Carry on the forum question about storing variable numbers of Particle objects per Event in pytables, starting after its final sentence.

■ **ARTICLE**:
※

0

I'll preface this question by noting that I'm happy to consider alternatives to pytables, but I would prefer to use pytables in order to benefit from the numexpr features.

I'm looking for a solution for storing/exploring/analyzing my data, for example of the following form: suppose I have many Event objects, representing some experimental measurement at a certain instant in time. Each Event contains some scalar fields, as well as a variable number of Particle objects, each of which contain some scalar fields of their own. See my "drawing" below.

My first thought was to have each Event as a row in a table. I understand that there is a VLArray type in pytables, but it seems that these can only store primitive data types. Is there some way to store this data with pytables?

I also considered having each Event be its own group, with a Particle table containing a variable number of rows. However, I anticipate many millions of Events, and I would like to be able to e.g. select events and plot certain fields, as one would do with rows in a table.

If it's not possible to accomplish this with pytables, what are some alternative solutions?

※

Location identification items
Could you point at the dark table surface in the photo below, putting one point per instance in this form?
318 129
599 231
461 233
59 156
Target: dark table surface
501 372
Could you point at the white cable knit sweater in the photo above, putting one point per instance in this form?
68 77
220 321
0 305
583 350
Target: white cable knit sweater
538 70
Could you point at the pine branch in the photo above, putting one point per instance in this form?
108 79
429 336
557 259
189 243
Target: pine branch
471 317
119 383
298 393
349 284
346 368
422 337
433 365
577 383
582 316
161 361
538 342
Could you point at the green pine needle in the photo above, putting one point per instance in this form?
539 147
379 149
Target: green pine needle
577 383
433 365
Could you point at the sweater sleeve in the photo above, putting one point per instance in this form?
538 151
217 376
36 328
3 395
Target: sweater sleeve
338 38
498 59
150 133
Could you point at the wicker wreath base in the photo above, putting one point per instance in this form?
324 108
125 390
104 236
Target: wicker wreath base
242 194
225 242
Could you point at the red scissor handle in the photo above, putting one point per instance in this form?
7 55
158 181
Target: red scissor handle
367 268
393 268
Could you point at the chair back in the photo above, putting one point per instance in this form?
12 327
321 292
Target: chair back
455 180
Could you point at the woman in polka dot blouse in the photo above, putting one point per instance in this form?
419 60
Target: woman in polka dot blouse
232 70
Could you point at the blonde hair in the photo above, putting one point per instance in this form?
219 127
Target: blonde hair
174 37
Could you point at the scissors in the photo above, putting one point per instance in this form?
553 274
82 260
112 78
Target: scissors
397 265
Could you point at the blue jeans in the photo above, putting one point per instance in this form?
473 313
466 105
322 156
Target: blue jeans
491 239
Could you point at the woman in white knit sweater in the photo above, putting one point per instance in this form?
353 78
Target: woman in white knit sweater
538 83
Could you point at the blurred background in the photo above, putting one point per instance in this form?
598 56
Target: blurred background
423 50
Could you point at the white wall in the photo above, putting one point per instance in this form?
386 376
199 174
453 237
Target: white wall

※

■ **ANSWER TO THE EXERCISE**:
    +-------------------------+
  +-------------------------+ |
+--------- Event ---------+ | |
|  timestamp    (int)     | | |
|  temperature  (float)   | | |
|  latitude     (float)   | | |
|  longitude    (float)   | | |
|  ... [etc]...           | | |
|                         | | |
|  +-- Particle<1> --+    | | |
|  |  idx    (int)   |    | | |
|  |  energy (float) |    | | |
|  |  x      (float) |    | | |
|  |  y      (float) |    | | |
|  |  z      (float) |    | | |
|  |  ... [etc] ...  |    | | |
|  +-----------------+    | | |
|          ...            | | |
|  +-- Particle<N> --+    | | |
|  |  idx    (int)   |    | | |
|  |  energy (float) |    | | |
|  |  x      (float) |    | | |
|  |  y      (float) |    | | |
|  |  z      (float) |    | | |
|  |  ... [etc] ...  |    | | +
|  +-----------------+    | +
+-------------------------+
chase
  • 370
  • 3
  • 12

1 Answers1

0

You could do it database-style, with two tables. One for Events:

    +-------------------------+
  +-------------------------+ |
+--------- Event ---------+ | |
|  timestamp    (int)     | | |
|  temperature  (float)   | | |
|  latitude     (float)   | | +
|  longitude    (float)   | +
+-------------------------+

And one for Particles, with a "foreign key":

    +-------------------------+
  +-------------------------+ |
+-------- Particle -------+ | |
|  event        (?)       | | |
|  idx          (int)     | | |
|  energy       (float)   | | |
|  x            (float)   | | |
|  z            (float)   | | +
|  ... [etc] ...          | +
+-------------------------+

The type of Particle.event could be an int index into an Events table, or it could be matched to an id column added to Events, or it could even be an object type which is actually a pointer to an Event. They all have different trade-offs.

You could also "de-normalize" by copying the Event data into every Particle record. This may provide better performance for some use cases, at the expense of some redundancy in the stored data.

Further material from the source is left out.